Dataset entries:
+-------+

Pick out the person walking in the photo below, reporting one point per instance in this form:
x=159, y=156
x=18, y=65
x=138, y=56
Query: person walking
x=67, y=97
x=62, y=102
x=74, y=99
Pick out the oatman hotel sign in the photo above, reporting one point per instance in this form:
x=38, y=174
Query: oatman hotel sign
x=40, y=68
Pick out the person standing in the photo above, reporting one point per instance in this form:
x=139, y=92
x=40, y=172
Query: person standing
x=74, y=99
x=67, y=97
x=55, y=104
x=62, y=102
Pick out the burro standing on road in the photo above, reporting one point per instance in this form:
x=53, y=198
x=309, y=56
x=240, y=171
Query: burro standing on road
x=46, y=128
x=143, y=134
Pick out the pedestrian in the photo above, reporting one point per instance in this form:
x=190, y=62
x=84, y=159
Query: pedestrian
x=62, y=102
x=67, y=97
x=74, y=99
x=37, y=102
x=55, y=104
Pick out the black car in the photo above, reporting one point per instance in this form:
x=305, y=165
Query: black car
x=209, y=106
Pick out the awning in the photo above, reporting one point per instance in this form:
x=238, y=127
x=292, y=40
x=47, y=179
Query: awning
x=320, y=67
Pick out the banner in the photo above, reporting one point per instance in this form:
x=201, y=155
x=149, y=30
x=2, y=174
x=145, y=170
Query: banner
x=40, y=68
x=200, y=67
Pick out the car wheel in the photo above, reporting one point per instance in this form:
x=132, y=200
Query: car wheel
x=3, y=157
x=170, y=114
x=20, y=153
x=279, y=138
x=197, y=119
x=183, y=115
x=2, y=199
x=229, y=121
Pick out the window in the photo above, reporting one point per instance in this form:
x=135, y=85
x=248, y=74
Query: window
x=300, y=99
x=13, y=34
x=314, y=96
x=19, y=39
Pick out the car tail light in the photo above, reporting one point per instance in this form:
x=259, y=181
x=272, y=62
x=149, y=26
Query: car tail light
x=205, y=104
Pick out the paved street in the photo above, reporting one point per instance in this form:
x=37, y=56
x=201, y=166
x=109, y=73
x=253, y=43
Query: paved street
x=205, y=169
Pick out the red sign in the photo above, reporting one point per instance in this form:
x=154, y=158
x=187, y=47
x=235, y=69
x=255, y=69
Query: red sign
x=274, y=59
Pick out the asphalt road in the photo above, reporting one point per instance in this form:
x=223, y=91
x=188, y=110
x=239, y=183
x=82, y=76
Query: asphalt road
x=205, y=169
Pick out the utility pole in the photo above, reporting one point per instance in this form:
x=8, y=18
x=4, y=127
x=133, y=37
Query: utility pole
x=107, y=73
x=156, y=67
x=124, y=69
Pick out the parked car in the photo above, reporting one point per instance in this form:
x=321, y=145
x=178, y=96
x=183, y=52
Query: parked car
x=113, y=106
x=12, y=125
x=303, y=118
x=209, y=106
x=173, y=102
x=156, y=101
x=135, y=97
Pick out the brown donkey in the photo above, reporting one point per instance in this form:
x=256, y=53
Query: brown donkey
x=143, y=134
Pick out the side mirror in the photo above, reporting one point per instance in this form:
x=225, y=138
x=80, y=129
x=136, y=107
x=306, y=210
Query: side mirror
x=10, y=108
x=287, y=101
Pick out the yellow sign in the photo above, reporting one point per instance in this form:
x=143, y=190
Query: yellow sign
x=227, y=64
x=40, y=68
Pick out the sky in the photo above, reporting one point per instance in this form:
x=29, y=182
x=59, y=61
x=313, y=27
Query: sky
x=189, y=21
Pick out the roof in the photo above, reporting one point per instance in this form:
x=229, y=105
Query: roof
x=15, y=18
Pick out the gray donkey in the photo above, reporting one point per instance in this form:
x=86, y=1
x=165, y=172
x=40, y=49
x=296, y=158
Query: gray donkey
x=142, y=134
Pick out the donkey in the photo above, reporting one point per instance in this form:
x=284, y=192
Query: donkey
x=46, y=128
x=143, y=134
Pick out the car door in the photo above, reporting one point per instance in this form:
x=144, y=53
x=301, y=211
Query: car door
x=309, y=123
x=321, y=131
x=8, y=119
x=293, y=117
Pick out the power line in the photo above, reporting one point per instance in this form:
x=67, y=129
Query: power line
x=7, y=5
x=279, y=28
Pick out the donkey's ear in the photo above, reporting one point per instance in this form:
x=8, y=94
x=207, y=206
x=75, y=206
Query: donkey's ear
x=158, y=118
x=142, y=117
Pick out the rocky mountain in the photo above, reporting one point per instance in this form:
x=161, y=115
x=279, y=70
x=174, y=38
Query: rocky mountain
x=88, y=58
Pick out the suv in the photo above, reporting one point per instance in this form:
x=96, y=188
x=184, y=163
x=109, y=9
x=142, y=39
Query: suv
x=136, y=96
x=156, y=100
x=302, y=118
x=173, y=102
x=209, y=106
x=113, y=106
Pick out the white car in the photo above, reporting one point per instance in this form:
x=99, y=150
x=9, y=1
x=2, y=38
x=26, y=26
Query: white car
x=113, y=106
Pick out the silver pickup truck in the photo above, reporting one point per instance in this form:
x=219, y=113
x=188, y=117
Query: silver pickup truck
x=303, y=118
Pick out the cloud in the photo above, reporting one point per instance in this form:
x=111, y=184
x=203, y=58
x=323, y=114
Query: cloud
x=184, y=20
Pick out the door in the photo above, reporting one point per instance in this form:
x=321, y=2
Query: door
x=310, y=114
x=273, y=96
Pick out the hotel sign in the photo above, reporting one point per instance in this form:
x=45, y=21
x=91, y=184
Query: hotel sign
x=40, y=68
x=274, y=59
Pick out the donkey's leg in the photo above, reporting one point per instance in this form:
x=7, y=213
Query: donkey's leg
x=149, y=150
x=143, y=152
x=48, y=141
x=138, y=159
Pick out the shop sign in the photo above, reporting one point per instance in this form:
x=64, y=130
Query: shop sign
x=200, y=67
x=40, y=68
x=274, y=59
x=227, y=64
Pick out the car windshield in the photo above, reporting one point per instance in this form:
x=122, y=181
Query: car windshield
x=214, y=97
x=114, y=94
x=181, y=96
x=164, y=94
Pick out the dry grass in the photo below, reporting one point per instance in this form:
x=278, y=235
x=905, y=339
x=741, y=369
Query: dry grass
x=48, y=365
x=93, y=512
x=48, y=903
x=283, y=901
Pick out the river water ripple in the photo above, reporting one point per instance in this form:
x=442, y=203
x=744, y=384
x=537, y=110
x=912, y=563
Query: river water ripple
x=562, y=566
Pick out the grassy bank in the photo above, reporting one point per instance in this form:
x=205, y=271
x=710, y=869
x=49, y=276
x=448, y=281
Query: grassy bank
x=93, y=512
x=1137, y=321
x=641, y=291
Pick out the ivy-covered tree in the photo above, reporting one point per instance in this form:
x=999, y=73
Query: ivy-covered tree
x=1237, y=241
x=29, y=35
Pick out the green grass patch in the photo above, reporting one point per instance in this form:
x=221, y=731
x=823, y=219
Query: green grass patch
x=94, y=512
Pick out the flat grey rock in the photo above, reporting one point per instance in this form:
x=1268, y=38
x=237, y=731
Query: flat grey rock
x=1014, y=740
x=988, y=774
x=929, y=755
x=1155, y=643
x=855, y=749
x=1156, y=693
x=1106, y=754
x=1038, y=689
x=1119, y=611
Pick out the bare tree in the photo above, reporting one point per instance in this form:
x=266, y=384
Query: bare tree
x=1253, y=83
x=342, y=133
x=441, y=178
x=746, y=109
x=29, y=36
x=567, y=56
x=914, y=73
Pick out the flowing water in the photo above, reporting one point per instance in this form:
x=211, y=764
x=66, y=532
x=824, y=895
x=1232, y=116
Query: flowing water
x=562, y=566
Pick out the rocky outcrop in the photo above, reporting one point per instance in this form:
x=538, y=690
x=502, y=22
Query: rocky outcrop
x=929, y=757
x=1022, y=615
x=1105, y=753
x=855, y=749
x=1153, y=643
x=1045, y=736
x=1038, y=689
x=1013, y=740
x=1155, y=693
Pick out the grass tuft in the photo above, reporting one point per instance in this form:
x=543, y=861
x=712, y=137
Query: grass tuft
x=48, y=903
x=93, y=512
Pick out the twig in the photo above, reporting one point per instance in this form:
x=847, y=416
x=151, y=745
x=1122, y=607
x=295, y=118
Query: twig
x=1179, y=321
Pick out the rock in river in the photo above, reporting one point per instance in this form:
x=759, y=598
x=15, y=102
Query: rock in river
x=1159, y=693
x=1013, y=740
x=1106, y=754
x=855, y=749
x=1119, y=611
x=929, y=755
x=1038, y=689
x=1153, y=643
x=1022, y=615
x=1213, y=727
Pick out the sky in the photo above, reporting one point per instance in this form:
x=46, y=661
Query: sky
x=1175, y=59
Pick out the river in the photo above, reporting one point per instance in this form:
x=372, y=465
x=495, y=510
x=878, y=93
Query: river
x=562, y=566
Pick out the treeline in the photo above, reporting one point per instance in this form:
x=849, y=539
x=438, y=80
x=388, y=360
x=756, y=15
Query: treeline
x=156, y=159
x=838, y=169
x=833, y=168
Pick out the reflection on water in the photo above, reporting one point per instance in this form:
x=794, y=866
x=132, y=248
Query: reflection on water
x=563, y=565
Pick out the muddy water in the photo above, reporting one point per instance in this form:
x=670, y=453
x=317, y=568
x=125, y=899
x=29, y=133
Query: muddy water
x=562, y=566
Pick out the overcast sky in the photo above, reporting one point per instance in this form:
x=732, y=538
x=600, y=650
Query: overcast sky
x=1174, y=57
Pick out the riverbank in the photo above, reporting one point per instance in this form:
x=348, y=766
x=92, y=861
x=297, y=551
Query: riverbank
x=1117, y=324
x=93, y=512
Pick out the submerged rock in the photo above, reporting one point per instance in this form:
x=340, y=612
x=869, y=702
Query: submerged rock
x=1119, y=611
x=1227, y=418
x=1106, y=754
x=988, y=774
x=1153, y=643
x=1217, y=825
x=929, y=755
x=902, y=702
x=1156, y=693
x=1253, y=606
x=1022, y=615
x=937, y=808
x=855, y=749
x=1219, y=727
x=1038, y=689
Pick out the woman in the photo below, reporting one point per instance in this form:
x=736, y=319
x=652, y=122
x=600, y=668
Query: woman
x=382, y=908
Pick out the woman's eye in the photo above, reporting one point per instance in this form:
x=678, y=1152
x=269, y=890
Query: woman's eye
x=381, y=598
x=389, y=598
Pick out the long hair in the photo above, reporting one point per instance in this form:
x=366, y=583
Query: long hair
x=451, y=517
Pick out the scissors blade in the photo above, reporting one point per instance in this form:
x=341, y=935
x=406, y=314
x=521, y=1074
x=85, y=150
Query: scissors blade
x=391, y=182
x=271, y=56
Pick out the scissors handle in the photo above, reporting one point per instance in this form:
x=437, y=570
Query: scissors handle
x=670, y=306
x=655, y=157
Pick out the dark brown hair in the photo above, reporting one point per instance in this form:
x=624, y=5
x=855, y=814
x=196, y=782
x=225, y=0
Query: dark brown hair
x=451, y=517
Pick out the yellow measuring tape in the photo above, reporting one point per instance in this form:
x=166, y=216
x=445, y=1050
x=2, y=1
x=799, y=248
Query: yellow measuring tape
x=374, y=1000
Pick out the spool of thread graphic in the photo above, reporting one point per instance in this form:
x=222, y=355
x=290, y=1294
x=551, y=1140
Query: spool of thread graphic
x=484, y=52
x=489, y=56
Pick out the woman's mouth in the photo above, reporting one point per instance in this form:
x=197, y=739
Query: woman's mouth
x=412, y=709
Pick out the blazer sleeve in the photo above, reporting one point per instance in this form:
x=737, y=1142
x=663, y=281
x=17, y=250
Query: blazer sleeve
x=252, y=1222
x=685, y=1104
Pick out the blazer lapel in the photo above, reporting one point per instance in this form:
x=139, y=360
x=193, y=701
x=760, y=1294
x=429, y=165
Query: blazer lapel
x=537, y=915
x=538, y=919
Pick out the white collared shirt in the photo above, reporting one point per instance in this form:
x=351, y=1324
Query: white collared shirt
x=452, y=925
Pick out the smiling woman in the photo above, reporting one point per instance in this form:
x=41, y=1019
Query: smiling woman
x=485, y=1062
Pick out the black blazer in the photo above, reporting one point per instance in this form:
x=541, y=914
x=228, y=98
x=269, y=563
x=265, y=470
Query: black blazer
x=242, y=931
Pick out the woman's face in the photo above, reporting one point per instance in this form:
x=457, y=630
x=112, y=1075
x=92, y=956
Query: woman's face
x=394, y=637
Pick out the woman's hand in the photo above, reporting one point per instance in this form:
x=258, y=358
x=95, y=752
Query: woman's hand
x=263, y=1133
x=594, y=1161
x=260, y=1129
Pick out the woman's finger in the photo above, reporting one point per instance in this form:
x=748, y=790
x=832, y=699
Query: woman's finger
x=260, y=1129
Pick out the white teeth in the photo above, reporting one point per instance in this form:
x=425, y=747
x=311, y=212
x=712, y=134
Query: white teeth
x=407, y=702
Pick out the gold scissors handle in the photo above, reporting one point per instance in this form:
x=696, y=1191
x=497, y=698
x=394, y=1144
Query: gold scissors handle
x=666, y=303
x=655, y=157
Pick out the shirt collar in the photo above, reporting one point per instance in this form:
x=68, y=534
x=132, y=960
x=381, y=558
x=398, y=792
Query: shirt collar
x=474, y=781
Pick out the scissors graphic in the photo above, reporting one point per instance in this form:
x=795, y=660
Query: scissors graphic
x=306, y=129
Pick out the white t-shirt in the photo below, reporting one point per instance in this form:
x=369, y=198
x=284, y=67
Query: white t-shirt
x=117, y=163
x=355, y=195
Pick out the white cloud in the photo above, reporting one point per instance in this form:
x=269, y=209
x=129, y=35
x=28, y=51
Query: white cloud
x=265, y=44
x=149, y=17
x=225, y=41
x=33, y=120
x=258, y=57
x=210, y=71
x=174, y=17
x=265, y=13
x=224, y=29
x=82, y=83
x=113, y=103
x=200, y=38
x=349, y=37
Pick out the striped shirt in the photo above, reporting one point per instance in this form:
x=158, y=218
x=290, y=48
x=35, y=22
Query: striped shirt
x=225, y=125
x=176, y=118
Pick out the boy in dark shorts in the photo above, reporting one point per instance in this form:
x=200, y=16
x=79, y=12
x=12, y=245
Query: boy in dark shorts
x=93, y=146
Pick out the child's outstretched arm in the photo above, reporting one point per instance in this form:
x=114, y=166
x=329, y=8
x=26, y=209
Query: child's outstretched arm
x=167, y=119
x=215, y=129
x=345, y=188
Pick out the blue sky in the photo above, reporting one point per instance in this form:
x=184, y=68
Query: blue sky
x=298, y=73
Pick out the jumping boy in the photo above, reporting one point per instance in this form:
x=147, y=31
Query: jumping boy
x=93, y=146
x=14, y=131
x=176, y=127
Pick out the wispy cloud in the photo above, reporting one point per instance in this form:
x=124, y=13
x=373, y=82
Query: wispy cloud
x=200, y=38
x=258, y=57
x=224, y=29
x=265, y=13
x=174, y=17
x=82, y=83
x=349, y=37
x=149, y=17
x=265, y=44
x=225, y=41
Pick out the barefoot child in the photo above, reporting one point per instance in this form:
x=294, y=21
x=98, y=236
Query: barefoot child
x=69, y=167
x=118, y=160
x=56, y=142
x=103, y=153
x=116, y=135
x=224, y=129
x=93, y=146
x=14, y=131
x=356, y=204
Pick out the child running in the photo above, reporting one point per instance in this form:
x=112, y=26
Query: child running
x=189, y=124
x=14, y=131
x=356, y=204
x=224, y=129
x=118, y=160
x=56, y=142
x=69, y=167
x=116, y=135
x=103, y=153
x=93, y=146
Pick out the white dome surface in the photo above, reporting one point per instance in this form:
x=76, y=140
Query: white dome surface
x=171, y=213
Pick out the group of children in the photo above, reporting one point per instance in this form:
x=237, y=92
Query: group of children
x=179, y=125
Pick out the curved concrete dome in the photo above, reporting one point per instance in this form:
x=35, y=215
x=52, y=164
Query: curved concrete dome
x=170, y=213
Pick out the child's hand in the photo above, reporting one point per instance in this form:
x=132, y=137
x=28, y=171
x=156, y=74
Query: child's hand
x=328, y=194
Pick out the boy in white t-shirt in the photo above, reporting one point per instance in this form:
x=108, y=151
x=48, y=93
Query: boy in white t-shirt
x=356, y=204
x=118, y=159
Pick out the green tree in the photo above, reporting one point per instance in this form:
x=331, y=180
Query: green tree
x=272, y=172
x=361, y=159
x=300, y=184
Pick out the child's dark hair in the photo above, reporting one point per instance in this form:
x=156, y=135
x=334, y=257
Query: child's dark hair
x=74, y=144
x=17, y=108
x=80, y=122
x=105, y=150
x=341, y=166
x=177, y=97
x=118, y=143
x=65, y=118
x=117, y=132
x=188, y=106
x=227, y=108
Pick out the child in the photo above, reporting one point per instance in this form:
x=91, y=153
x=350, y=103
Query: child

+-------+

- [EXERCISE REQUIREMENTS]: An exact copy of the lines above between the line holding "Query: black blazer" and the line holding "Pick out the woman's hand", inclusive, is the whole answer.

- [OUTPUT OF THE EXERCISE]:
Query: black blazer
x=242, y=931
Pick out the woman's face in the photo above, reporting one point per instance in this form:
x=457, y=630
x=112, y=1075
x=92, y=956
Query: woman's face
x=394, y=637
Pick out the woman's hand in the photo above, reporting one point per instance in this form:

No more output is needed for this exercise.